Return the listing in full, word for word.

- **Records for processing**:
◇ ◇ ◇ ◇ ◇ ◇ ◇
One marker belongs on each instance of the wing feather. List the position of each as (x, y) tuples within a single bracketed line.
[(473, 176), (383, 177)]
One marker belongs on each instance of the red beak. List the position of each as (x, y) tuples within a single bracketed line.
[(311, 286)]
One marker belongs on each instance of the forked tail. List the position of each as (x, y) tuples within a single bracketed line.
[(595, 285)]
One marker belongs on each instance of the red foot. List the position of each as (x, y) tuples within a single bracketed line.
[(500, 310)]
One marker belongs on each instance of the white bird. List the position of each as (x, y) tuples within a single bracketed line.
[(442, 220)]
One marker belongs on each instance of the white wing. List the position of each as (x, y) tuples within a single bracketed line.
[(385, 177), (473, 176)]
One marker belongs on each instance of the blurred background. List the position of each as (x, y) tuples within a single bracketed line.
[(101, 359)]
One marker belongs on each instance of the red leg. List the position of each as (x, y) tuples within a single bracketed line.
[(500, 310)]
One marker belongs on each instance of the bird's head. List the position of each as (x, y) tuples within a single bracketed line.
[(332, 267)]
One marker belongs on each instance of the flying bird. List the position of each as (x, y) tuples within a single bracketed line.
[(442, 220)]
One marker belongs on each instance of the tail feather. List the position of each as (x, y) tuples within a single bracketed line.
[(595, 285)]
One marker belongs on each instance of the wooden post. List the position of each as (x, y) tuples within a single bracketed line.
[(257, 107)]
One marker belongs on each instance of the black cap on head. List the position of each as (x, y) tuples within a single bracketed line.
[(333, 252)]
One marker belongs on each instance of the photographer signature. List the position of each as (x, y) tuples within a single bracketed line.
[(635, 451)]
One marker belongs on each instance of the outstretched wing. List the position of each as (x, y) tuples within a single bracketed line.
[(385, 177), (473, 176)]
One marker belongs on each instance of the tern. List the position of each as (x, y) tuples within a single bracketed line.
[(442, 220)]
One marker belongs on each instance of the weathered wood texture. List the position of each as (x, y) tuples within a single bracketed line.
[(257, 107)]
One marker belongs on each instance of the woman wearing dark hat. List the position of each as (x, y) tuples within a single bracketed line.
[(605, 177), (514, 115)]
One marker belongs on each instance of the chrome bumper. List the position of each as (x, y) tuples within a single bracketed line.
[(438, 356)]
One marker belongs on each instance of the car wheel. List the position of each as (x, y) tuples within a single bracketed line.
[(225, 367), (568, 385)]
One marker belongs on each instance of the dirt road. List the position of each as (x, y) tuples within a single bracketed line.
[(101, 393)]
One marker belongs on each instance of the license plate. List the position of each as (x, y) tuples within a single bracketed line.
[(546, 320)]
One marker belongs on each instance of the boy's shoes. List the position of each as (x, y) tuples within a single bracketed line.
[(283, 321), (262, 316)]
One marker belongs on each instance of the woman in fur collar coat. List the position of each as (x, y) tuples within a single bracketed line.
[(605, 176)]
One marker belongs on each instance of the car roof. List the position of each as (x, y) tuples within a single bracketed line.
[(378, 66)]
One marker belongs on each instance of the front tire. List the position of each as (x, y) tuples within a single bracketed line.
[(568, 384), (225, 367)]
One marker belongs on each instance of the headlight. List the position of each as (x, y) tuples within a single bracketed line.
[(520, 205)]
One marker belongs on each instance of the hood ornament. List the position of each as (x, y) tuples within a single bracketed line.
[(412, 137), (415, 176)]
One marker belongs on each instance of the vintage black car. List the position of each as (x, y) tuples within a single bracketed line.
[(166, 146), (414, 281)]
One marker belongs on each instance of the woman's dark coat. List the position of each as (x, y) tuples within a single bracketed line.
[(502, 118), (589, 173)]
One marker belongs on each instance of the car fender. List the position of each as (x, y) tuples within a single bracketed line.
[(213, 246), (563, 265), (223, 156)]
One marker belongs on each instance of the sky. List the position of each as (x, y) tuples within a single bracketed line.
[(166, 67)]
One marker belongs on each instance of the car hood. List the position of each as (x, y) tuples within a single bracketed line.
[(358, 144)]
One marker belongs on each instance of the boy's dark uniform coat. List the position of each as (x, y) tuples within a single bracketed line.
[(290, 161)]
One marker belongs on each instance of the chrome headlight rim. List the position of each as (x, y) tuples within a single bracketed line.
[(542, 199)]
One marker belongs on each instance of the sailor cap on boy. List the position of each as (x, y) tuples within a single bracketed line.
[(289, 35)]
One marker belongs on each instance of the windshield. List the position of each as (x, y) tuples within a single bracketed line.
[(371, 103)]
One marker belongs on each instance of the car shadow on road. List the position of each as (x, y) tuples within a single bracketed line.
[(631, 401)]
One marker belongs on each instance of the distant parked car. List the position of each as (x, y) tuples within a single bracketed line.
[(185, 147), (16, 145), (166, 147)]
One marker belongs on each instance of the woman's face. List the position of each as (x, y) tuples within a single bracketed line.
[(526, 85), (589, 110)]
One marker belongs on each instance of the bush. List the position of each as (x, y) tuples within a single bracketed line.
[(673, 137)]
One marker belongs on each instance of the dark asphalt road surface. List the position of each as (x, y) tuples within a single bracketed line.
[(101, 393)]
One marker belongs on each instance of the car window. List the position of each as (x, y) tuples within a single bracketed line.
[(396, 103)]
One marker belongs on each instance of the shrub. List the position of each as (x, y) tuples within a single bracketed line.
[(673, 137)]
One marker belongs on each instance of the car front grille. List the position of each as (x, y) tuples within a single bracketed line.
◇ ◇ ◇ ◇ ◇ ◇ ◇
- **Answer to this problem**:
One marker belongs on each instance of the wing feather. List the position of each as (x, y) tuples within a single bracketed line.
[(473, 176), (383, 177)]
One marker belongs on each instance of the red beak. List the position of each as (x, y) tuples within a single bracketed line.
[(311, 286)]
One marker belongs on each instance of the forked tail. List the position of each as (x, y) tuples within a single bracketed line.
[(595, 285)]
One marker belongs on each instance of the red foot. List the position of each as (x, y) tuples within a single bracketed line.
[(500, 310)]
One marker belongs on each instance of the white bird. List the position of each as (x, y) tuples within a single bracketed line.
[(442, 220)]
One marker belongs on each instance of the white wing. List the position of each as (x, y) tuples within a single bracketed line.
[(385, 177), (473, 176)]
One marker belongs on each instance of the blurred background. List the position of each as (x, y) tuples within a single bracketed line.
[(101, 359)]
One marker belongs on each instance of the red leg. List the position of each as (x, y) tuples within a single bracketed line.
[(500, 310)]
One marker belongs on each instance of the bird's head. List the position of each as (x, y) tuples within a single bracketed line.
[(332, 267)]
One marker belongs on each instance of the flying bird. List the position of each as (x, y) tuples within a single bracketed line.
[(442, 220)]
One marker belongs on each instance of the tail feather. List the position of each as (x, y) tuples within a single bracketed line.
[(595, 285)]
One marker belongs on each instance of the wooden post. List the position of each as (x, y) tuples within a single bracketed line.
[(257, 107)]
One marker belongs on each instance of the black cap on head. List the position of each as (x, y) tuples within a single bracketed line.
[(333, 252)]
One marker belongs on each instance of the photographer signature. List the position of each as (x, y) tuples within a single bracketed line.
[(635, 451)]
One marker belongs on each instance of the outstretched wing. List the position of each as (x, y) tuples within a single bracketed line.
[(385, 177), (473, 176)]
One marker belongs on each instance of the tern. List the position of each as (x, y) tuples within a single bracketed line.
[(442, 220)]
One marker belongs on each instance of the weathered wood texture. List the position of each as (x, y) tuples within a single bracketed line.
[(257, 107)]
One marker belongs on each instance of the woman wearing dark hat. List the position of each as (x, y) tuples within a single bracketed line.
[(605, 177), (514, 115)]
One marker belongs on each instance of the chrome bumper. List the position of each as (x, y) tuples within a single bracketed line.
[(438, 356)]
One marker belongs on each instance of the car wheel. List the position of each as (x, y) tuples within a single bracketed line.
[(225, 367), (568, 385)]
One marker belongs on each instance of the dirt road. List the position of each as (x, y) tuples within a single bracketed line.
[(101, 393)]
One marker belongs on each instance of the license plate. List the position of each as (x, y) tuples within a single bracketed line.
[(546, 320)]
One marker belongs on each instance of the boy's shoes. List the position of each as (x, y) tuples within a single bracketed line.
[(283, 321), (262, 316)]
One marker belongs on each instance of the woman in fur collar coat. List the position of each as (x, y) tuples within a single bracketed line.
[(605, 176)]
One marker belongs on each instance of the car roof. List the position of each as (x, y) tuples within a single bracketed line.
[(378, 66)]
One marker belongs on each instance of the front tire. List the position of each as (x, y) tuples within a single bracketed line.
[(568, 384), (225, 367)]
One marker belongs on each instance of the headlight. List the position of each as (x, y) tuples within a single bracketed line.
[(520, 205)]
One marker belongs on each instance of the hood ornament. List the position of each as (x, y) tuples within a single bracketed line.
[(412, 137), (415, 176)]
One marker belongs on each instance of the vintage black car. List the position of each as (x, y) tuples within a single bracketed line.
[(166, 146), (414, 281)]
One marker belongs on each instance of the woman's dark coat. List the position of each as (x, y) tuples within a single bracketed line.
[(502, 118), (589, 173)]
One marker belongs on each instance of the car fender. List the position of each as (x, y) tuples within a single bracketed line.
[(213, 246), (563, 265), (223, 156)]
One marker belongs on each instance of the sky. List the position of each as (x, y) tuples within a single bracketed line.
[(166, 67)]
One marker belongs on each instance of the car hood. List the position of each as (x, y) tuples within a single bracketed line.
[(358, 144)]
One marker belongs on each instance of the boy's dark uniform coat. List the position of each as (x, y) tuples within a single bracketed line.
[(290, 161)]
One marker belongs on each instance of the chrome headlight rim. List the position of each as (x, y) tuples within a single bracketed line.
[(542, 199)]
One marker belongs on each instance of the sailor cap on boy. List the position of each as (x, y) tuples within a single bracketed line.
[(289, 35)]
One marker belongs on each instance of the windshield. List the position of each as (x, y) tuples within a single bracketed line.
[(371, 103)]
One marker belongs on each instance of the car shadow on road. List the position of each as (x, y) tuples within a single bracketed line.
[(631, 401)]
One marker belongs on each instance of the distant parked car. List the position of each as (x, y) tuples within a single bracketed line.
[(185, 147), (16, 145), (166, 147)]
One marker belongs on each instance of the woman's face. List the position of each as (x, y) tuples within a single bracketed line.
[(526, 85), (589, 110)]
One marker belongs on each instance of the bush. List the position of each as (x, y) tuples within a single bracketed line.
[(673, 137)]
One marker belongs on each instance of the dark asphalt road surface. List the position of each as (x, y) tuples within a single bracketed line.
[(101, 393)]
One marker belongs on each instance of the car window. List the position of each as (x, y) tuples within a single bracketed line.
[(396, 103)]
One marker belongs on each instance of the shrub. List the position of each as (x, y) tuples within a single bracketed line.
[(673, 137)]
One marker belongs on each instance of the car front grille. List the position of each as (x, y) tuples within a single bracketed line.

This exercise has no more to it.